§ **Problem**
Each entry must be reproduced precisely as it stands.

++++++++++

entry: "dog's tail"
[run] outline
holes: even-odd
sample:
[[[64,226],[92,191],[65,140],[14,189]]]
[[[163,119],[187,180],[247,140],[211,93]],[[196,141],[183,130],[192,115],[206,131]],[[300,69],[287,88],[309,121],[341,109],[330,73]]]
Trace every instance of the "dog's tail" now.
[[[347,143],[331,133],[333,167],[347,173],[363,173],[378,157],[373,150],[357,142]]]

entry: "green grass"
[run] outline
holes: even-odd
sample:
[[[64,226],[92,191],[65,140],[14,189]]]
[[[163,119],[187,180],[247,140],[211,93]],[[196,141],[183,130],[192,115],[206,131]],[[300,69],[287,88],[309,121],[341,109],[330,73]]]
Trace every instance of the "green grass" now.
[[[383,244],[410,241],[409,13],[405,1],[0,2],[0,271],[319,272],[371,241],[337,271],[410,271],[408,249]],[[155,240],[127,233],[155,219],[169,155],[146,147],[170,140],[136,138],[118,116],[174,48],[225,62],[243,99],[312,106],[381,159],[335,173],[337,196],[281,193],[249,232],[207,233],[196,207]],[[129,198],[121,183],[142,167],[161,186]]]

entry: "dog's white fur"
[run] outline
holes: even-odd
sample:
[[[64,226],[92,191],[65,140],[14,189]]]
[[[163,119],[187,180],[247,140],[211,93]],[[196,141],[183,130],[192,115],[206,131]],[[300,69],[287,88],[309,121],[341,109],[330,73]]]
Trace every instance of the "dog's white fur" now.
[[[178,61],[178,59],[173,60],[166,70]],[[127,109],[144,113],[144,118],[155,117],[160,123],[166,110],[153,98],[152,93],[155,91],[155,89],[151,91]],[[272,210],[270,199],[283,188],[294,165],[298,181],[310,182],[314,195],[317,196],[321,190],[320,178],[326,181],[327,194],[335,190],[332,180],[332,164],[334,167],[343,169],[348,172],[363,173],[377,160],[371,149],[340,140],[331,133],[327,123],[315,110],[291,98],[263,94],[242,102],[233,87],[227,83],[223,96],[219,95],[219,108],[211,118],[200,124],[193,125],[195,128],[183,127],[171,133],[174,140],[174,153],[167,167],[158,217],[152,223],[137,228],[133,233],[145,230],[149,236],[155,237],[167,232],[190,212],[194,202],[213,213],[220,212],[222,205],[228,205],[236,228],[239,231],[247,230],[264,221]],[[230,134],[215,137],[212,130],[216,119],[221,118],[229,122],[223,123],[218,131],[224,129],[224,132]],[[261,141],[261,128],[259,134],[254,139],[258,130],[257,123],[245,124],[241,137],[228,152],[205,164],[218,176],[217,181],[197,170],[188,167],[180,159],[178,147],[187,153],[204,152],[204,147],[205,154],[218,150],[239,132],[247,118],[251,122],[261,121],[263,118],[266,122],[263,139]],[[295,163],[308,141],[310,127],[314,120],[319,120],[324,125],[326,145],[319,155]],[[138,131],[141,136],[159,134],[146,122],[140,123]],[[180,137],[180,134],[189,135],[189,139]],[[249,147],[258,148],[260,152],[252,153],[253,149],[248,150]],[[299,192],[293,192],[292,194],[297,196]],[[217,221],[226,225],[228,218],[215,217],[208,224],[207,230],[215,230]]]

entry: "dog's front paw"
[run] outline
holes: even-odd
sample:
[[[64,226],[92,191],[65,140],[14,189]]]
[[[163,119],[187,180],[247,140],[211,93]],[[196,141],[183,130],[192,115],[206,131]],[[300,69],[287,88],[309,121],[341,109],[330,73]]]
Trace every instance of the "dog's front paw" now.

++++++++++

§ **Response to this exercise**
entry: "dog's tail"
[run] outline
holes: even-odd
sample:
[[[64,226],[92,191],[65,140],[14,189]]]
[[[163,119],[187,180],[247,140],[211,93]],[[196,141],[183,130],[192,115],[206,131]],[[300,69],[287,88],[309,121],[341,109],[330,73]]]
Trace every instance of the "dog's tail" now.
[[[347,143],[331,133],[333,167],[347,173],[363,173],[378,157],[373,150],[357,142]]]

entry: "green grass"
[run] outline
holes: even-odd
sample:
[[[64,226],[92,191],[65,140],[14,189]]]
[[[163,119],[187,180],[247,140],[211,93]],[[196,141],[183,130],[192,115],[206,131]],[[300,69],[287,88],[309,121],[341,109],[330,73]]]
Trace every instance of the "green grass" now.
[[[383,244],[410,241],[409,13],[405,1],[0,2],[0,271],[319,272],[371,241],[337,271],[410,271],[408,249]],[[155,240],[127,233],[155,219],[169,155],[146,147],[170,140],[136,138],[118,116],[174,48],[225,62],[243,99],[312,106],[381,159],[335,173],[337,196],[281,193],[249,232],[207,233],[196,207]],[[129,198],[121,183],[142,167],[161,186]]]

entry: "dog's white fur"
[run] outline
holes: even-odd
sample:
[[[64,226],[92,191],[65,140],[14,189]]]
[[[163,119],[187,180],[247,140],[211,93]],[[196,141],[183,130],[192,115],[206,131]],[[300,69],[287,88],[309,121],[341,109],[330,73]]]
Trace every instance of the "dog's white fur" now.
[[[178,61],[178,59],[173,60],[166,70]],[[127,109],[144,113],[144,118],[155,117],[160,123],[166,110],[153,98],[152,93],[155,91],[155,89],[151,91]],[[272,210],[270,199],[283,188],[294,165],[298,181],[310,182],[314,195],[317,196],[321,190],[320,178],[326,181],[327,194],[335,190],[332,180],[332,164],[334,167],[343,169],[348,172],[363,173],[377,160],[371,149],[340,140],[331,133],[327,123],[315,110],[291,98],[263,94],[242,102],[233,87],[227,83],[223,96],[219,95],[219,108],[211,118],[200,124],[193,125],[195,128],[183,127],[171,133],[174,140],[174,153],[167,167],[158,217],[152,223],[137,228],[133,233],[145,230],[149,236],[155,237],[167,232],[190,212],[194,202],[213,213],[220,212],[222,205],[228,205],[236,228],[239,231],[247,230],[264,221]],[[230,134],[215,137],[212,130],[216,119],[221,118],[229,122],[223,123],[218,131],[224,129],[224,132]],[[261,141],[261,128],[259,134],[254,139],[258,130],[257,123],[245,124],[241,137],[228,152],[205,164],[218,176],[217,181],[197,170],[188,167],[180,159],[178,147],[187,153],[204,152],[204,147],[205,154],[218,150],[239,132],[247,118],[251,122],[261,121],[263,118],[266,122],[263,139]],[[295,163],[308,141],[310,127],[314,120],[319,120],[324,125],[326,145],[319,155]],[[138,131],[141,136],[159,134],[146,122],[140,123]],[[180,137],[180,134],[189,135],[189,139]],[[249,147],[258,148],[260,152],[252,153],[253,149],[248,150]],[[299,192],[293,192],[292,194],[297,196]],[[217,221],[226,225],[228,218],[215,217],[208,224],[207,230],[215,230]]]

entry: "dog's front paw"
[run] outline
holes: even-odd
sample:
[[[64,226],[92,191],[65,140],[14,189]]]
[[[163,119],[187,180],[247,140],[211,93]],[[196,141],[183,130],[192,115],[206,131]],[[300,69],[287,88],[309,121],[341,109],[330,73]]]
Trace every instance of the "dog's front paw" now.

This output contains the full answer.